(Items for region labeling)

--- Start ---

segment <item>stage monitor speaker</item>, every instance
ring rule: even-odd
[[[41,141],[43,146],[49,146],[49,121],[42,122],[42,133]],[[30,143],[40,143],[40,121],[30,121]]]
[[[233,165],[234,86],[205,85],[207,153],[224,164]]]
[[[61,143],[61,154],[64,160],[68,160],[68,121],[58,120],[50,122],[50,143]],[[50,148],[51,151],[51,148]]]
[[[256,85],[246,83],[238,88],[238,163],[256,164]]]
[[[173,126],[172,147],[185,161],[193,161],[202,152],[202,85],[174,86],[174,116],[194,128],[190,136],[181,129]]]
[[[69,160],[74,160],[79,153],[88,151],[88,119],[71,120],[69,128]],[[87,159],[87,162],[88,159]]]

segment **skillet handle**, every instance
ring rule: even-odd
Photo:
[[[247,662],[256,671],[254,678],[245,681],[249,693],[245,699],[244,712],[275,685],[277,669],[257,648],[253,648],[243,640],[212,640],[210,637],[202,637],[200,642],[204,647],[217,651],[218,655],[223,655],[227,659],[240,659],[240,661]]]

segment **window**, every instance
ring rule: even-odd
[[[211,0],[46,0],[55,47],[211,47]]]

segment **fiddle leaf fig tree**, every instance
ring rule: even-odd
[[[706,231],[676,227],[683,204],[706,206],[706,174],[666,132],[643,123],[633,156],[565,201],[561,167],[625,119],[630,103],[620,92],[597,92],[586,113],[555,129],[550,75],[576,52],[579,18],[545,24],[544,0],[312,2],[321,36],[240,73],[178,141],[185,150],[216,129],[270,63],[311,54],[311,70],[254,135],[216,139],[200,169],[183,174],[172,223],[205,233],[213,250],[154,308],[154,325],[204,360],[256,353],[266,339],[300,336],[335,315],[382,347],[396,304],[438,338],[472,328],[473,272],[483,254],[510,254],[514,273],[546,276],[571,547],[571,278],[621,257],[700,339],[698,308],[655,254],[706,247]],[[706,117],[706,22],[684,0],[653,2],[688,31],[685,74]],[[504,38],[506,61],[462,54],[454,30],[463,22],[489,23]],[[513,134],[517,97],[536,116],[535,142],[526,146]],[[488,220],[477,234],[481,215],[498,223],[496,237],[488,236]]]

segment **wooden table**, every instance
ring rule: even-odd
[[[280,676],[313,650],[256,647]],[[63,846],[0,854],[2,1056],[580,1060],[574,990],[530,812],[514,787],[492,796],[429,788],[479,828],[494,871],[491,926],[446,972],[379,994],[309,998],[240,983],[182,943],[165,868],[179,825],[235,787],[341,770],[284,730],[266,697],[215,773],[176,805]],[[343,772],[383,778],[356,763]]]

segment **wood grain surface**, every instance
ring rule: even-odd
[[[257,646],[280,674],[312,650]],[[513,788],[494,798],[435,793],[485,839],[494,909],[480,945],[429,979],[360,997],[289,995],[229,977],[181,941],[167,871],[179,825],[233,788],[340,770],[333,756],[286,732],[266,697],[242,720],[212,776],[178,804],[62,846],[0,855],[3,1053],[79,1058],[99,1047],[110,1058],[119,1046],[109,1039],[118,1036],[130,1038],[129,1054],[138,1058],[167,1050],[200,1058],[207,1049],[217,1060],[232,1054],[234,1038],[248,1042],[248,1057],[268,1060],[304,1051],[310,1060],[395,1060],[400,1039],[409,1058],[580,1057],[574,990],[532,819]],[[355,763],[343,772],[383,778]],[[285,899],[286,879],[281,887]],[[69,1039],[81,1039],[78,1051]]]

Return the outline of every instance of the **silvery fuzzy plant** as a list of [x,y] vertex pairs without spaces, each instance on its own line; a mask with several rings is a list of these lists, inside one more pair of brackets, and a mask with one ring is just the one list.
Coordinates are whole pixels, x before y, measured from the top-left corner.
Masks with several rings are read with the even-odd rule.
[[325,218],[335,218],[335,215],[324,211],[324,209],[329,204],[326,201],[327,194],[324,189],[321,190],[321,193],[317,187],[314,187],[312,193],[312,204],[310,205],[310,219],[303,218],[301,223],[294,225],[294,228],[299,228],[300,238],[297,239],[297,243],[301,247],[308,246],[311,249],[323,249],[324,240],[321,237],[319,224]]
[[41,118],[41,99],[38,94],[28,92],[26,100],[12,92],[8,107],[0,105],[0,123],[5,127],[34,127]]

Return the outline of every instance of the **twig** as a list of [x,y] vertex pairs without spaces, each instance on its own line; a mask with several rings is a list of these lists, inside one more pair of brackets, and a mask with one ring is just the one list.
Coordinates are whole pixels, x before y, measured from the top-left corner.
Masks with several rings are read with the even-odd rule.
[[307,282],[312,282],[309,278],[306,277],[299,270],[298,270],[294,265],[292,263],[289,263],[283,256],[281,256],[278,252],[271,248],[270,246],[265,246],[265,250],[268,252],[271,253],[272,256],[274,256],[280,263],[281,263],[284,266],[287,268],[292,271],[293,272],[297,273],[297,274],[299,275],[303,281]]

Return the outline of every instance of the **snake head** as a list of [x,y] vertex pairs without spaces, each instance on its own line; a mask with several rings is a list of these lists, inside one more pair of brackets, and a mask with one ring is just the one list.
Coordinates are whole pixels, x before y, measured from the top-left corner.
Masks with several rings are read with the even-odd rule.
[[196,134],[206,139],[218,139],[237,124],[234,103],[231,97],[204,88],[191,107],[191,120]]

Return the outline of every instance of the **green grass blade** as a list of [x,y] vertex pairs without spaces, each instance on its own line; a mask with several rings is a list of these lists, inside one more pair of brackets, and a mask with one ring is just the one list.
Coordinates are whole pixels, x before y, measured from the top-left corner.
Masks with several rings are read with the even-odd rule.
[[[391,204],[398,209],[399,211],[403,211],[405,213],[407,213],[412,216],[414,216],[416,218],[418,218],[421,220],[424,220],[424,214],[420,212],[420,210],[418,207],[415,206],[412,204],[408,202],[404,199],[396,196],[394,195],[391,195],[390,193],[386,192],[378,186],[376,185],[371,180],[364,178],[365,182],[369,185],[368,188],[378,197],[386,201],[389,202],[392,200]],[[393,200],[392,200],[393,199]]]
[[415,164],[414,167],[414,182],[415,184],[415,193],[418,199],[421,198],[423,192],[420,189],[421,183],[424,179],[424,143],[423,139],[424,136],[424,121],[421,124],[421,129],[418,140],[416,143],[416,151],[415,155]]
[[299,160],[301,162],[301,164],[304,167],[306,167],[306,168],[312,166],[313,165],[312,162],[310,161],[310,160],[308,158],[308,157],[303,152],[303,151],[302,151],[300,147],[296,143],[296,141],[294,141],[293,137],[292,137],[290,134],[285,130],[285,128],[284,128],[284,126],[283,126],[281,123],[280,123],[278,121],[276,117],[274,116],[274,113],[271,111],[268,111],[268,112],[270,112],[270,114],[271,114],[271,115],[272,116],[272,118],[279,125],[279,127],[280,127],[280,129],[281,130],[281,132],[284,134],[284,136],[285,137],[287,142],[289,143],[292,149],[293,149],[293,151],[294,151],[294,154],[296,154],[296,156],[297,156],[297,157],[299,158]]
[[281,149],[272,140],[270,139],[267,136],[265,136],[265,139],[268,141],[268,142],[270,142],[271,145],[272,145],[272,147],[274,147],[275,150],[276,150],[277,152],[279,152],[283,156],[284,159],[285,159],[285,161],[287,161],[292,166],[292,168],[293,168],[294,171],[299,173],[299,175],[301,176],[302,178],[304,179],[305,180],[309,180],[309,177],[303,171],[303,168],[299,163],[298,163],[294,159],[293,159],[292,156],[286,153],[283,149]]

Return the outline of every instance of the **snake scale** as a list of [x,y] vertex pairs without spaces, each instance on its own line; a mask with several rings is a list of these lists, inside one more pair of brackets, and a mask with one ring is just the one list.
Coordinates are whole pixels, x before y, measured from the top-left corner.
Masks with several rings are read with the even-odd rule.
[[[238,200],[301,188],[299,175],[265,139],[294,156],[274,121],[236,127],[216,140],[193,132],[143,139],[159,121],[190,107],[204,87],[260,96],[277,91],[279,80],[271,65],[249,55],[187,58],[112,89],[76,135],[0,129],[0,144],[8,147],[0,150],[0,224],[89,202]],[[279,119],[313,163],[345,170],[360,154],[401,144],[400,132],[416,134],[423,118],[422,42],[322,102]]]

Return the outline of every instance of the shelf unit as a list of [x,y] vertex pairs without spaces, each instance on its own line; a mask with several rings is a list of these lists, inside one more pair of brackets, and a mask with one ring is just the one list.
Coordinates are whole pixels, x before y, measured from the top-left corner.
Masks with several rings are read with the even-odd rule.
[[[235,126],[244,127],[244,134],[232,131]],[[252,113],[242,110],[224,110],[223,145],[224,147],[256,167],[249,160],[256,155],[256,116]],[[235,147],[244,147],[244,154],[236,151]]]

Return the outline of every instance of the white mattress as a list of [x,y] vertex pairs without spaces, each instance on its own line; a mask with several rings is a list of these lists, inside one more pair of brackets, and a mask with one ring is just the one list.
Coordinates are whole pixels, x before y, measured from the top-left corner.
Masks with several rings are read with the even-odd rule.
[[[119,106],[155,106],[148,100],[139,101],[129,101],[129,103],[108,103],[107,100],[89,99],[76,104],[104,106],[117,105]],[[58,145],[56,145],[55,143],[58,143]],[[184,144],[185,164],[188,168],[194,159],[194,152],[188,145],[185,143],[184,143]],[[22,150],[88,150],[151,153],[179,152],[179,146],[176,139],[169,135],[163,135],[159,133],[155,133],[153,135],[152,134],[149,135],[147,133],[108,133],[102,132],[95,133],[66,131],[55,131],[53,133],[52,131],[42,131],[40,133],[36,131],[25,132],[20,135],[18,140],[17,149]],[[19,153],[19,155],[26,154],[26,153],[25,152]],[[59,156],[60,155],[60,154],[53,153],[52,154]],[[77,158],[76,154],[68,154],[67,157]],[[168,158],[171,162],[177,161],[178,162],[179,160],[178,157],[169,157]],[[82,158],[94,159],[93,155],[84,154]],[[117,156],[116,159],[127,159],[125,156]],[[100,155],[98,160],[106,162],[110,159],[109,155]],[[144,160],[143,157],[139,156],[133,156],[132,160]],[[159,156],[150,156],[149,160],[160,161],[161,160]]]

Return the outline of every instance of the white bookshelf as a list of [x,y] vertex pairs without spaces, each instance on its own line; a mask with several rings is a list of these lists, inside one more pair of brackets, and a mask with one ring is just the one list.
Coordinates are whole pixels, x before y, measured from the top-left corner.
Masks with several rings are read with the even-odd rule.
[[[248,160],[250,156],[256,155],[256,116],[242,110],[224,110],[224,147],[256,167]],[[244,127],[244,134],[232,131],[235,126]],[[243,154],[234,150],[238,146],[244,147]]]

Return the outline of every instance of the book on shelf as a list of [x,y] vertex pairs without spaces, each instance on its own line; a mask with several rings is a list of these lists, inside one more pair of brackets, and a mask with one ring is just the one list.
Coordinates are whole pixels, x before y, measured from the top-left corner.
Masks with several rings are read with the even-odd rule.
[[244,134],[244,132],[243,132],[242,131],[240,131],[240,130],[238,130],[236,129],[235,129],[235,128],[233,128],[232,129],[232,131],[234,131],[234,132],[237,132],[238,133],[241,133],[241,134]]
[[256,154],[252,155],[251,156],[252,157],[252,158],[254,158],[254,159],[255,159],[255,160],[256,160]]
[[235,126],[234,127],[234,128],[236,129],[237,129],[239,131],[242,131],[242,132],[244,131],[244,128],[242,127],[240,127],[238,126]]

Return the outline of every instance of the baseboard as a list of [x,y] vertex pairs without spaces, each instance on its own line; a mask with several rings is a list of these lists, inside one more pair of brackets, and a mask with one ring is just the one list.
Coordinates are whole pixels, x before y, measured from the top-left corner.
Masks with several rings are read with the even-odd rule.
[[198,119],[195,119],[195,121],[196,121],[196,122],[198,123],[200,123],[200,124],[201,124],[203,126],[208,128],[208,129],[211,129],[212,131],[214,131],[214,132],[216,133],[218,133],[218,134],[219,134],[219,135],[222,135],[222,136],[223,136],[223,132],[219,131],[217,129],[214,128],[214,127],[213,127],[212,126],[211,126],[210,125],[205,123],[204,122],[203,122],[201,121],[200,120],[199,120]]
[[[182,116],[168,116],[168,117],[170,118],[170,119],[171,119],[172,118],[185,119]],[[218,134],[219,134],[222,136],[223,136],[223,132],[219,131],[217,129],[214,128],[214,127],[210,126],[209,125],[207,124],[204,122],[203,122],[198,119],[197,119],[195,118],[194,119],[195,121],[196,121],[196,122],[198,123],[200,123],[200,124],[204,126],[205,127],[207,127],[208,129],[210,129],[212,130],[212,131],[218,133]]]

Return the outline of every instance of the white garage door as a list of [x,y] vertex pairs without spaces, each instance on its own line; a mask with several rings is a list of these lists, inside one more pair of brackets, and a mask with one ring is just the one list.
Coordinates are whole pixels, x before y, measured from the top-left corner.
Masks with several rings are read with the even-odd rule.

--- End ---

§ **Instruction**:
Which lines of the data above contain the string "white", with case counting? Pick out each one and copy it in full.

§ **Answer for the task**:
Return the outline of every instance of the white mattress as a list of [x,y] vertex pairs without spaces, each instance on its own line; a mask with several rings is a list of these lists, inside one more pair of brackets, and a mask with one ring is just the one list.
Return the outline of every instance of the white bookshelf as a list of [x,y] vertex pairs without spaces, each instance on its own line; a mask with several rings is a list of these lists, inside one more pair of brackets, and a mask with one ring is just the one list.
Return the outline of every instance of the white garage door as a list of [x,y] vertex pairs without spaces, each instance on its own line; a mask with several rings is a list of these lists, inside one more pair of brackets, and a mask with one ring is just the one list.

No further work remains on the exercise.